TEXT FOR ANALYSIS Start Marker

A slaughter of Tamils

April 13, 2009

The Sri Lankan government is intensifying its ongoing war on the country's Tamil minority with a new assault on alleged fighters of the Liberation Tigers of Tamil Eelam--or "Tamil Tigers"--inside a "safety zone" in the country's Vanni region that had been set up as a haven for civilians.

In recent weeks, the government has reportedly pushed Tamil rebels--who have been fighting the government since the 1980s--out of urban areas into a small pocket of land. The escalation of violence has had a devastating impact on civilians, putting "more than a quarter of a million civilians at great risk," according to Yolanda Foster, Amnesty International's Sri Lanka researcher.

Sri Lankan President Mahinda Rajapaksa has so far rejected the possibility of a cease-fire and called on the rebels to surrender, despite the reports of mounting civilian casualties.

Here, we reprint a statement by Concerned South Asian Citizens calling on the Sri Lankan government to stop the slaughter, and for the international community to intervene.

WE ARE appalled at reports of mass deaths of Sri Lankan Tamils trapped in a small area of the Vanni region in northern Sri Lanka.

Both electronic and print media have reported the death of over 700 Tamils in the last couple days, with only a section of them being identified as Liberation Tigers of Tamil Eelam (LTTE, or "Tamil Tigers") cadres, meaning therefore that a vast number of those killed are civilians trapped in the area. There are serious apprehensions that a thermobaric bomb--a bomb that uses a fuel-air explosive capable of creating overpressures equal to an atomic bomb--has been used in this mass killing.

TEXT FOR ANALYSIS End Marker
ENTRIES SHOWN Start Marker

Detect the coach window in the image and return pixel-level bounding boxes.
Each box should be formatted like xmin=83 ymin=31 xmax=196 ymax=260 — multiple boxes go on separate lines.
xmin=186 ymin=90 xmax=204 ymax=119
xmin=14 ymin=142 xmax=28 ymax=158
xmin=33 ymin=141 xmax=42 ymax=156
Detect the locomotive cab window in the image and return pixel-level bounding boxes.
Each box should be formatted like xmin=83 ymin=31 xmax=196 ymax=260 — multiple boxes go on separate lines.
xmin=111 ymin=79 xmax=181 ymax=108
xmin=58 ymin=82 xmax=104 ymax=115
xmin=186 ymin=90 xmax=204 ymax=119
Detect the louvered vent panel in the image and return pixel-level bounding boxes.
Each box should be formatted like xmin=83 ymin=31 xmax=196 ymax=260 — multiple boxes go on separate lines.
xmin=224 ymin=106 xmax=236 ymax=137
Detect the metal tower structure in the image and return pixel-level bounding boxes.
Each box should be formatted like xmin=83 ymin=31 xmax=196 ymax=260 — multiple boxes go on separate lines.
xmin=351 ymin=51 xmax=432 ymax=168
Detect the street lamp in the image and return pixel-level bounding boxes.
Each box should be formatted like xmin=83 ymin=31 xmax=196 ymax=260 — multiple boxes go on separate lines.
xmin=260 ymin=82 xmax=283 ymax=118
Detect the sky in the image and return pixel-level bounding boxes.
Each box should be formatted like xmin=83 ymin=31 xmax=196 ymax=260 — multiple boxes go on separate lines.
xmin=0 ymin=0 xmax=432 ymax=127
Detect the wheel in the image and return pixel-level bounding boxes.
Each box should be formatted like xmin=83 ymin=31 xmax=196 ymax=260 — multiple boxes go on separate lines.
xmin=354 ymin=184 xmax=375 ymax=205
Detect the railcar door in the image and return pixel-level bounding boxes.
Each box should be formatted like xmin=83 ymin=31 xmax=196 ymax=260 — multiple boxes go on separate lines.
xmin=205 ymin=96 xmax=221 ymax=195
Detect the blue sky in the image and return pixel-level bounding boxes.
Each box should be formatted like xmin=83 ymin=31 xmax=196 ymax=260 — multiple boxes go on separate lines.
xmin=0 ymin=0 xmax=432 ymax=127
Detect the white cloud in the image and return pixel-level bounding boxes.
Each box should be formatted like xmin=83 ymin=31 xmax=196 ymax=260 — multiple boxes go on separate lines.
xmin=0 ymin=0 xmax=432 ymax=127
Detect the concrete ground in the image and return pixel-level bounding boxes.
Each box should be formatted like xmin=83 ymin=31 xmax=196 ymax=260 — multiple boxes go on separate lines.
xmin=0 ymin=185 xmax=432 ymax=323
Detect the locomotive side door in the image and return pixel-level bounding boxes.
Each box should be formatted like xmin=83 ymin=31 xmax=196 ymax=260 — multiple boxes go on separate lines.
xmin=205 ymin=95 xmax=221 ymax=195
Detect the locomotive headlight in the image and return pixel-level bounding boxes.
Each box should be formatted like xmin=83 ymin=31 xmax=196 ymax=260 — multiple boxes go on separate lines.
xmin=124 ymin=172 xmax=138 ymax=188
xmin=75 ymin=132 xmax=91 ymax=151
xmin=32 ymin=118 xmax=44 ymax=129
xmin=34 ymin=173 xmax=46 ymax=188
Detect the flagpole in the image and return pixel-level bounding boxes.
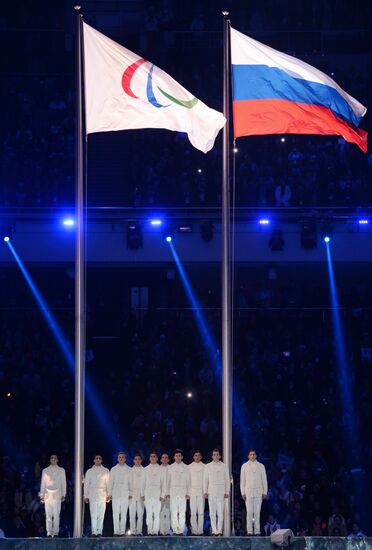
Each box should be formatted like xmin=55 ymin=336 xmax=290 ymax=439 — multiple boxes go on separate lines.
xmin=74 ymin=5 xmax=85 ymax=537
xmin=222 ymin=11 xmax=232 ymax=537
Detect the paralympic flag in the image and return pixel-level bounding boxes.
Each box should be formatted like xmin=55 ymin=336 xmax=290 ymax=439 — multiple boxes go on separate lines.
xmin=83 ymin=23 xmax=226 ymax=153
xmin=231 ymin=29 xmax=367 ymax=152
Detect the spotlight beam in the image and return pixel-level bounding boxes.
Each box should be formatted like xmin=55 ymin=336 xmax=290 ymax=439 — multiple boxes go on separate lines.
xmin=325 ymin=241 xmax=368 ymax=514
xmin=168 ymin=241 xmax=252 ymax=453
xmin=6 ymin=241 xmax=116 ymax=445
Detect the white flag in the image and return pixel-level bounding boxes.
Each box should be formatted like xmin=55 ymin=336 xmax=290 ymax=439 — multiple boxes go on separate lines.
xmin=83 ymin=23 xmax=226 ymax=153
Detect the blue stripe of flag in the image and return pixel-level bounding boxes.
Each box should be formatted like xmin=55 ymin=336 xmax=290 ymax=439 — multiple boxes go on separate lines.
xmin=232 ymin=65 xmax=361 ymax=126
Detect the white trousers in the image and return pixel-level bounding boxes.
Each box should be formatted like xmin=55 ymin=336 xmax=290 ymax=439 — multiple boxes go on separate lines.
xmin=208 ymin=496 xmax=225 ymax=535
xmin=190 ymin=495 xmax=205 ymax=535
xmin=160 ymin=499 xmax=170 ymax=535
xmin=245 ymin=497 xmax=262 ymax=535
xmin=45 ymin=491 xmax=62 ymax=537
xmin=129 ymin=498 xmax=144 ymax=535
xmin=89 ymin=499 xmax=106 ymax=535
xmin=112 ymin=497 xmax=128 ymax=535
xmin=145 ymin=497 xmax=161 ymax=535
xmin=170 ymin=495 xmax=186 ymax=535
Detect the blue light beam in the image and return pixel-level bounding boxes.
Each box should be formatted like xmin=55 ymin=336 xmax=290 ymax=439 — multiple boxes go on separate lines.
xmin=6 ymin=241 xmax=117 ymax=445
xmin=167 ymin=243 xmax=221 ymax=379
xmin=168 ymin=241 xmax=252 ymax=456
xmin=324 ymin=244 xmax=356 ymax=449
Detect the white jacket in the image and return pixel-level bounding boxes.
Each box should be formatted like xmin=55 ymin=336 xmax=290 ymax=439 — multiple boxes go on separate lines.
xmin=131 ymin=466 xmax=145 ymax=501
xmin=189 ymin=462 xmax=205 ymax=497
xmin=84 ymin=465 xmax=110 ymax=502
xmin=167 ymin=462 xmax=191 ymax=497
xmin=203 ymin=460 xmax=230 ymax=497
xmin=141 ymin=464 xmax=166 ymax=498
xmin=160 ymin=464 xmax=169 ymax=496
xmin=39 ymin=465 xmax=66 ymax=499
xmin=240 ymin=460 xmax=267 ymax=498
xmin=108 ymin=464 xmax=132 ymax=499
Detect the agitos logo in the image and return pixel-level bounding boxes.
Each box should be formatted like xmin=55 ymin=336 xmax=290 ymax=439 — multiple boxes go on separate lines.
xmin=121 ymin=58 xmax=198 ymax=109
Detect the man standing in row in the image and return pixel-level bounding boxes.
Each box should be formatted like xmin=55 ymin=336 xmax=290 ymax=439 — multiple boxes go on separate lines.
xmin=84 ymin=455 xmax=110 ymax=537
xmin=129 ymin=454 xmax=145 ymax=536
xmin=160 ymin=453 xmax=170 ymax=535
xmin=39 ymin=454 xmax=66 ymax=537
xmin=203 ymin=449 xmax=230 ymax=536
xmin=240 ymin=449 xmax=267 ymax=535
xmin=189 ymin=451 xmax=205 ymax=535
xmin=167 ymin=449 xmax=191 ymax=535
xmin=141 ymin=452 xmax=165 ymax=536
xmin=108 ymin=451 xmax=132 ymax=536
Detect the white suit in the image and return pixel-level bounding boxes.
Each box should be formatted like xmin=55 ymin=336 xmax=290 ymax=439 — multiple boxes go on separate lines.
xmin=108 ymin=464 xmax=132 ymax=535
xmin=203 ymin=460 xmax=230 ymax=535
xmin=240 ymin=460 xmax=267 ymax=535
xmin=189 ymin=462 xmax=205 ymax=535
xmin=160 ymin=464 xmax=170 ymax=535
xmin=167 ymin=462 xmax=191 ymax=535
xmin=84 ymin=465 xmax=110 ymax=535
xmin=129 ymin=466 xmax=145 ymax=535
xmin=141 ymin=464 xmax=165 ymax=535
xmin=39 ymin=465 xmax=66 ymax=537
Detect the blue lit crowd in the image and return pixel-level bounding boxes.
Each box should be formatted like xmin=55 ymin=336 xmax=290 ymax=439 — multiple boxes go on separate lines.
xmin=0 ymin=272 xmax=372 ymax=536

ENTRIES SHOWN End Marker

TASK INSTRUCTIONS:
1. Write out the passage from the text on the slaughter of Tamils starting with "The Sri Lankan government is" and going on through "haven for civilians.", replacing "assault" with "offensive".
2. Answer these questions using the text on the slaughter of Tamils.
(a) What position does Yolanda Foster hold?
(b) Since when have the Tamil rebels been fighting the government?
(c) How many Tamil deaths in the last couple days have media reported?

RESPONSES:
1.
The Sri Lankan government is intensifying its ongoing war on the country's Tamil minority with a new offensive on alleged fighters of the Liberation Tigers of Tamil Eelam--or "Tamil Tigers"--inside a "safety zone" in the country's Vanni region that had been set up as a haven for civilians.

2.
(a) She is Amnesty International's Sri Lanka researcher.
(b) Since the 1980s.
(c) Over 700.